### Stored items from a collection
-- START --
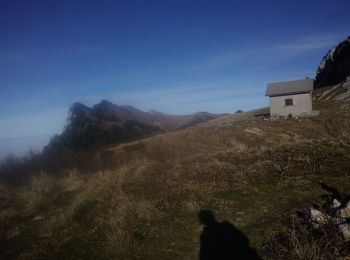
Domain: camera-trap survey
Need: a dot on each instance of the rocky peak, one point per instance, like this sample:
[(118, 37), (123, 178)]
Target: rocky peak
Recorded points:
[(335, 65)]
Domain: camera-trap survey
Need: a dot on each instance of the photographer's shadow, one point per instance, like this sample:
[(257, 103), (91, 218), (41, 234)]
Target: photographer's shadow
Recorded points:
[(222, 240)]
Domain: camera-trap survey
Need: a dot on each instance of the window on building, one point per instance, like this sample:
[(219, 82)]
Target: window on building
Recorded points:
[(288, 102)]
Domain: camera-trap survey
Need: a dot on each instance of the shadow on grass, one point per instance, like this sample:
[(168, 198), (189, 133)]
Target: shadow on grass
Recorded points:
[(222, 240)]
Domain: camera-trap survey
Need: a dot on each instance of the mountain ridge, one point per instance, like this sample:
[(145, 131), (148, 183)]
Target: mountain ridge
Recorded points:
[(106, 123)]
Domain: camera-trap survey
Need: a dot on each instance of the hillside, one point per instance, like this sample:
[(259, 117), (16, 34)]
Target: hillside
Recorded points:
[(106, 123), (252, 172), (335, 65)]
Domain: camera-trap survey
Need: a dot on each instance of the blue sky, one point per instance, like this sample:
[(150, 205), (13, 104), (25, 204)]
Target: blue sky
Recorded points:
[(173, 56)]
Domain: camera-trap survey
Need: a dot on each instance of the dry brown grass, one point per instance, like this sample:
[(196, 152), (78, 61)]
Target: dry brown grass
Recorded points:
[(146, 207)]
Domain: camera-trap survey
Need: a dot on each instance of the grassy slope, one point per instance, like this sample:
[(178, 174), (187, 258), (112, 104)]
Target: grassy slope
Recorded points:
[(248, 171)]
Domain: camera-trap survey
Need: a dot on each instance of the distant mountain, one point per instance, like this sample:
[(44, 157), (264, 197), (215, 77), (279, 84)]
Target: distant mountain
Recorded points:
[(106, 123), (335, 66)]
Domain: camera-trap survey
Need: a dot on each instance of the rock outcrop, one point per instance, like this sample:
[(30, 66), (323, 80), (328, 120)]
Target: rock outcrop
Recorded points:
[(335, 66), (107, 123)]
-- END --
### Task instructions
Rename "Recorded points" to "Marked points" throughout the listing and write the whole listing out again with nothing else changed. Leave the pictures out.

### Expected answer
Domain: camera-trap survey
Need: a dot on each instance of the rocky peak, one point per instance, like this sample:
[(118, 37), (123, 178)]
Target: rocky peak
Marked points:
[(335, 65)]
Domain: camera-trap survey
Need: a dot on each instance of the photographer's shadow, one point per instance, like this sample:
[(257, 103), (91, 218), (41, 234)]
Target: photographer's shadow
Marked points:
[(222, 240)]
Domain: camera-trap survey
Need: a dot on each instance of the window on building, one point per instance, like this sample:
[(219, 82)]
Target: window on building
Marked points:
[(288, 102)]
Domain: camera-trap survey
Need: a dot on each instance of the shadow on grass, one point per instance, like this sample:
[(168, 198), (189, 133)]
Target: shadow on grass
Marked points:
[(222, 240)]
Domain: camera-trap survey
Need: a dot on each instance of the mountain ridge, one point per instance, like this sample:
[(145, 131), (148, 183)]
Target: mountain ridge
Marked points:
[(106, 123)]
Domain: camera-trap survey
Need: a dot on each instance of the hillside, one point per instance, like this sample:
[(259, 117), (16, 34)]
Target: hillside
Marked points:
[(106, 123), (252, 172), (335, 65)]
Domain: camera-trap survey
Need: a dot on each instance of the blue sky, one point per instance, like this sample:
[(150, 205), (13, 104), (25, 204)]
Target: blue sky
Marked points:
[(173, 56)]
Domain: camera-trap survey
Need: a dot on each instance of the dry brown grass, one point per instance, like this sample:
[(196, 152), (78, 61)]
Target: dry brown grass
Marked points:
[(146, 207)]
Domain: camera-trap survey
Need: a dot on each instance of the grassy slope, one point per instance, like this sample:
[(178, 174), (187, 258), (112, 104)]
Target: grassy slope
Marked points:
[(248, 171)]
Domain: camera-trap survey
Need: a dot on each instance of the distant mountain, one point per instance, like this sample:
[(44, 157), (264, 197), (215, 77), (279, 84)]
Target: distant mountain
Marked points:
[(106, 123), (335, 66)]
Domain: camera-trap survey
Need: a dot on each instance of the rock outcrop, one point per instance, like this sample:
[(30, 66), (323, 80), (328, 120)]
Target: rock outcrop
Marked points:
[(335, 66), (107, 123)]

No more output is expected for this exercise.